What Went Wrong With the 2020 Presidential Election Polling? Some Early Theories!

Dear Commons Community,

Once again the polling during our recent presidential election left a lot to be desired. We were given to believe that our pollsters had learned from the errors of 2016. Some observers are theorizing that they did, and that that the 2020 election posed a new set of problems. Nate Cohn has an article in today’s New York Times that reviews what went wrong with the polling in this year’s election. He leans to the idea that this election was different than 2016 for a number of reasons including the overwhelming turnout and the coronavirus pandemic. Cohn’s entire article is below. It is a good analysis.

Tony

———————————————————————————————

New York Times

What Went Wrong With Polling? Some Early Theories

By Nate Cohn

November 11, 2020

Asking for a polling post-mortem at this stage is a little bit like asking a coroner for the cause of death while the body is still at the crime scene. You’re going to have to wait to conduct a full autopsy.

But make no mistake: It’s not too early to say that the polls’ systematic understatement of President Trump’s support was very similar to the polling misfire of four years ago, and might have exceeded it.

For now, there is no easy excuse. After 2016, pollsters arrived at plausible explanations for why surveys had systematically underestimated Mr. Trump in the battleground states. One was that state polls didn’t properly weight respondents without a college degree. Another was that there were factors beyond the scope of polling, like the large number of undecided voters who appeared to break sharply to Mr. Trump in the final stretch.

This year, there seemed to be less cause for concern: In 2020, most state polls weighted by education, and there were far fewer undecided voters.

But in the end, the polling error in states was virtually identical to the miss from 2016, despite the steps taken to fix things. The Upshot’s handy “If the polls were as wrong as they were in 2016” chart turned out to be more useful than expected, and it nailed Joe Biden’s one-point-or-less leads in Pennsylvania, Georgia and Arizona.

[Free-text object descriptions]
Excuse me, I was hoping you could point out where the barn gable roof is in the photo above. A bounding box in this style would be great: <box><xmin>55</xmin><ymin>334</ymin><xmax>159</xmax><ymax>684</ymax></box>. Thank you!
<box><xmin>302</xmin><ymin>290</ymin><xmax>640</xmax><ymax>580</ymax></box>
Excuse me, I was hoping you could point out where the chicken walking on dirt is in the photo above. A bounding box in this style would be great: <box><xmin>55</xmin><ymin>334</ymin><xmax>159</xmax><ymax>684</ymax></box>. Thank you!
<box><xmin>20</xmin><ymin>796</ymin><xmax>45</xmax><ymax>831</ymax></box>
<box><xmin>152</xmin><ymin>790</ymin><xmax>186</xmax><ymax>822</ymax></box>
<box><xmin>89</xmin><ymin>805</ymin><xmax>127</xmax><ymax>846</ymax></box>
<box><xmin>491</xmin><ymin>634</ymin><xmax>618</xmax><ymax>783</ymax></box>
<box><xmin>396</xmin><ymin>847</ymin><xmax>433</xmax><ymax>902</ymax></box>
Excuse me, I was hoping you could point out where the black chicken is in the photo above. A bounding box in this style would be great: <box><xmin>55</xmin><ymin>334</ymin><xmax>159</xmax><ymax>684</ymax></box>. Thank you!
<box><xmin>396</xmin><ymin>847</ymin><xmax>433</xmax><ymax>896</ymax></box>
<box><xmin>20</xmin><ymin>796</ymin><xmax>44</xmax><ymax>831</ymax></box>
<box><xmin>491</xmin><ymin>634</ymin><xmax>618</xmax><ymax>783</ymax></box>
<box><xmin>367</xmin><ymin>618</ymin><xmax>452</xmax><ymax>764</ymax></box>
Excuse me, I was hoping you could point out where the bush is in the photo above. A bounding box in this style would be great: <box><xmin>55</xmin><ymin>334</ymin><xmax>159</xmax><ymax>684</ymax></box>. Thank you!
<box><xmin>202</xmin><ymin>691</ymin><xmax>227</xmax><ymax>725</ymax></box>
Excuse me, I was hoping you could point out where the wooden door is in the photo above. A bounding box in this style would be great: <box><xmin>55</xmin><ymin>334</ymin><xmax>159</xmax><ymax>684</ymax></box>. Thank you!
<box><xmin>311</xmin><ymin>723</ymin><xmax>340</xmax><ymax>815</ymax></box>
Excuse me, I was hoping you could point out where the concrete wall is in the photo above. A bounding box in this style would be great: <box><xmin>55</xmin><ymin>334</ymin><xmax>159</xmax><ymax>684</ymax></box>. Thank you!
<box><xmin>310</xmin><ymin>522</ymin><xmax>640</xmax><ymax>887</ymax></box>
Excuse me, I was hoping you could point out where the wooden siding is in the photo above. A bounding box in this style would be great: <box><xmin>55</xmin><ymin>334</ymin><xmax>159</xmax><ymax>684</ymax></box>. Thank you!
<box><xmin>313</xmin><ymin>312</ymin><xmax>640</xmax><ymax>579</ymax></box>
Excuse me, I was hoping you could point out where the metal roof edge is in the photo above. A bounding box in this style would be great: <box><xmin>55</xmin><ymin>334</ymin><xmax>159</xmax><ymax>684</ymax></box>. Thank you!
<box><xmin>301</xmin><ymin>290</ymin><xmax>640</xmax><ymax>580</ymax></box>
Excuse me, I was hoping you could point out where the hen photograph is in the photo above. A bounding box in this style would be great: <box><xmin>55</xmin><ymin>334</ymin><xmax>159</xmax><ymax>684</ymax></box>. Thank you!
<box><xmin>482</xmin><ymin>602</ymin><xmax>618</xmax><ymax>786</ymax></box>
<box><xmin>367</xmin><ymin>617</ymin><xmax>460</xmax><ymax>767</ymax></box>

▶ _EXERCISE REQUIREMENTS_
Copy out the whole post on 2020 election polling, word for word.

▶ _ANSWER BOX_
What Went Wrong With the 2020 Presidential Election Polling? Some Early Theories!

Dear Commons Community,

Once again the polling during our recent presidential election left a lot to be desired. We were given to believe that our pollsters had learned from the errors of 2016. Some observers are theorizing that they did, and that that the 2020 election posed a new set of problems. Nate Cohn has an article in today’s New York Times that reviews what went wrong with the polling in this year’s election. He leans to the idea that this election was different than 2016 for a number of reasons including the overwhelming turnout and the coronavirus pandemic. Cohn’s entire article is below. It is a good analysis.

Tony

———————————————————————————————

New York Times

What Went Wrong With Polling? Some Early Theories

By Nate Cohn

November 11, 2020

Asking for a polling post-mortem at this stage is a little bit like asking a coroner for the cause of death while the body is still at the crime scene. You’re going to have to wait to conduct a full autopsy.

But make no mistake: It’s not too early to say that the polls’ systematic understatement of President Trump’s support was very similar to the polling misfire of four years ago, and might have exceeded it.

For now, there is no easy excuse. After 2016, pollsters arrived at plausible explanations for why surveys had systematically underestimated Mr. Trump in the battleground states. One was that state polls didn’t properly weight respondents without a college degree. Another was that there were factors beyond the scope of polling, like the large number of undecided voters who appeared to break sharply to Mr. Trump in the final stretch.

This year, there seemed to be less cause for concern: In 2020, most state polls weighted by education, and there were far fewer undecided voters.

But in the end, the polling error in states was virtually identical to the miss from 2016, despite the steps taken to fix things. The Upshot’s handy “If the polls were as wrong as they were in 2016” chart turned out to be more useful than expected, and it nailed Joe Biden’s one-point-or-less leads in Pennsylvania, Georgia and Arizona.